Begin
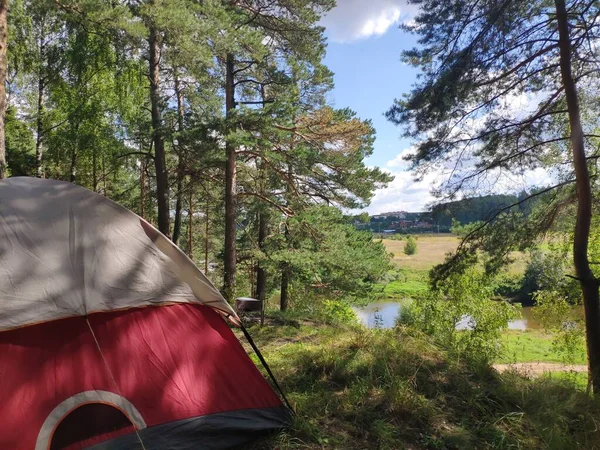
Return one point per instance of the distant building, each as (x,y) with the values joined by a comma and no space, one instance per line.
(398,214)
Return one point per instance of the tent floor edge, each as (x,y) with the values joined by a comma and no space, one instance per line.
(214,431)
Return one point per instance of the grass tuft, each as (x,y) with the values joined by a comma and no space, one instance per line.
(392,389)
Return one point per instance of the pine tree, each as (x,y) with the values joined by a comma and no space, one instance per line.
(477,58)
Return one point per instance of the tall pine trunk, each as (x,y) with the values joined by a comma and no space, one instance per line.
(39,140)
(285,283)
(261,273)
(142,187)
(180,162)
(162,179)
(587,280)
(230,187)
(190,249)
(3,45)
(206,235)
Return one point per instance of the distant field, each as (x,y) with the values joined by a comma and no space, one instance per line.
(432,249)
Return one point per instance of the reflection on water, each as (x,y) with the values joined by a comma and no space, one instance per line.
(384,314)
(379,314)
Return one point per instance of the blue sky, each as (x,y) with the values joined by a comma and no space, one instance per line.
(364,50)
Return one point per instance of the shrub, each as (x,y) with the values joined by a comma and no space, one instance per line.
(546,272)
(410,248)
(462,316)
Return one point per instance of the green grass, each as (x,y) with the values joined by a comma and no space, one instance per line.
(410,283)
(395,389)
(534,346)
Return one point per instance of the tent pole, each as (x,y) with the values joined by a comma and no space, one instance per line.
(266,366)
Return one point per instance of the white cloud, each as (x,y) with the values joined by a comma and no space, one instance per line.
(406,194)
(357,19)
(399,160)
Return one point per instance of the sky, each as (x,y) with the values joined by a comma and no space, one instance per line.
(364,49)
(365,44)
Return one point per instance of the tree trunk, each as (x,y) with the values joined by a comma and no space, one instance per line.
(3,45)
(162,179)
(206,240)
(180,163)
(94,169)
(142,187)
(285,282)
(261,273)
(191,225)
(230,188)
(587,280)
(39,140)
(74,156)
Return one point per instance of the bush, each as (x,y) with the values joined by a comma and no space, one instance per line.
(546,272)
(410,248)
(338,312)
(465,300)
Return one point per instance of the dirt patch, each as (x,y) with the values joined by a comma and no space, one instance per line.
(539,368)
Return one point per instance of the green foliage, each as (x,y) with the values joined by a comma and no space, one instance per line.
(547,271)
(20,145)
(397,388)
(463,316)
(329,257)
(410,248)
(556,315)
(338,312)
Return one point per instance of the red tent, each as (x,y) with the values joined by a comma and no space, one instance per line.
(110,337)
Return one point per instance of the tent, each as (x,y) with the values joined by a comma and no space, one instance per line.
(110,337)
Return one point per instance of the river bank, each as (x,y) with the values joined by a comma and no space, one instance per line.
(357,388)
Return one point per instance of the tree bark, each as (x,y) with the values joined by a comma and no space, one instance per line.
(261,273)
(162,179)
(180,162)
(3,45)
(285,282)
(74,156)
(190,248)
(587,280)
(230,188)
(39,140)
(206,240)
(142,187)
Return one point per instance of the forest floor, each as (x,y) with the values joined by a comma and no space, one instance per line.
(354,388)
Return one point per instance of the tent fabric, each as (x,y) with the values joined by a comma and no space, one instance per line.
(214,432)
(66,251)
(175,371)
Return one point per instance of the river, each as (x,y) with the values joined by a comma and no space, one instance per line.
(384,314)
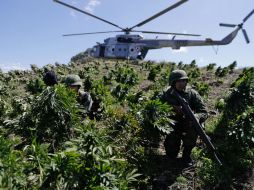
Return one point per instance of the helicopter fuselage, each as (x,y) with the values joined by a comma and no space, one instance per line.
(136,47)
(122,46)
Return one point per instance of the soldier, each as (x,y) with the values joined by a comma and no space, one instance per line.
(50,78)
(183,129)
(74,82)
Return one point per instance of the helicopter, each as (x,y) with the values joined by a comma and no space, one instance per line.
(134,46)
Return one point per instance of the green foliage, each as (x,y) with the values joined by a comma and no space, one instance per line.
(12,170)
(44,143)
(210,67)
(51,117)
(220,104)
(232,66)
(234,131)
(125,75)
(155,119)
(154,72)
(202,88)
(221,72)
(35,86)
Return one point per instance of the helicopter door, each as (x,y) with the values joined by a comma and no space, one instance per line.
(102,51)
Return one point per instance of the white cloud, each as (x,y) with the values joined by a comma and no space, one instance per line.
(91,5)
(181,50)
(12,66)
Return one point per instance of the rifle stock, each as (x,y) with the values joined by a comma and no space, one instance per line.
(189,113)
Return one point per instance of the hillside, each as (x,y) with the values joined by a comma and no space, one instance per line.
(45,144)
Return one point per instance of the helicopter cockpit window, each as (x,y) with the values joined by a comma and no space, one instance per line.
(124,40)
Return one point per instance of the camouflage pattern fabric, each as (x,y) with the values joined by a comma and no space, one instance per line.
(183,129)
(85,101)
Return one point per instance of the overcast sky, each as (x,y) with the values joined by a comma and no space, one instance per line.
(31,30)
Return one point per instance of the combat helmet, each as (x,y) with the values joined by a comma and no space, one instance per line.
(73,80)
(177,75)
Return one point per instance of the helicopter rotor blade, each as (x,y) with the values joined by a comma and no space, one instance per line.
(159,14)
(248,16)
(87,13)
(246,36)
(171,33)
(87,33)
(228,25)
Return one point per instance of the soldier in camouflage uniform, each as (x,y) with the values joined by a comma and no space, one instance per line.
(183,130)
(85,100)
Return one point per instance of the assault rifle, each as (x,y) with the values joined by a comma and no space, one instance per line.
(188,113)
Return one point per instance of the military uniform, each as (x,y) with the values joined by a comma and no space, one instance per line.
(84,98)
(183,130)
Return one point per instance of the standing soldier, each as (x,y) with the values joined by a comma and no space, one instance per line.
(184,130)
(74,82)
(50,78)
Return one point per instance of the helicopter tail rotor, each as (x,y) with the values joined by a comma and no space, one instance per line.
(241,26)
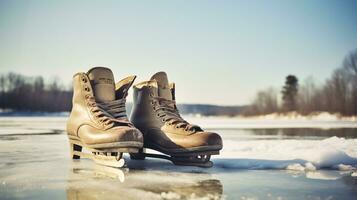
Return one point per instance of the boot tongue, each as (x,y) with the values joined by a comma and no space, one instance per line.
(163,85)
(102,81)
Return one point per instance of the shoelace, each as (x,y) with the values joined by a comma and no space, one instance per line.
(116,109)
(167,111)
(99,112)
End
Lay out the lines as a JSON list of strings, one string per line with blank lines left out, starting at the line that contains "Return one point per instance of the assault" and ending at the last line. Leave the pictures out of the list.

[
  "Return one point per instance of the assault rifle, each as (x,y) with the values joined by a comma and no space, one instance per line.",
  "(188,113)",
  "Return one point per instance of the military uniform, each as (x,y) with the values joined by a comma and no space, one instance per line.",
  "(84,98)",
  "(183,130)",
  "Return one point per instance of the standing soldier, each as (x,y) with the values joined by a comma and no space, one instance per line.",
  "(184,130)",
  "(74,82)",
  "(50,78)",
  "Return one point per instance of the helicopter tail rotor, each as (x,y) with the values joined by a comma and no space, one instance per line.",
  "(241,26)",
  "Return one point per instance of the boot tongue, each as (x,y) with the values joined by a comma and no space, one instance per line.",
  "(163,85)",
  "(102,81)",
  "Return one point per instance of the shoelace, each as (x,y) with the values joined by a comma and no space, one instance per line.",
  "(116,109)",
  "(167,111)",
  "(99,112)"
]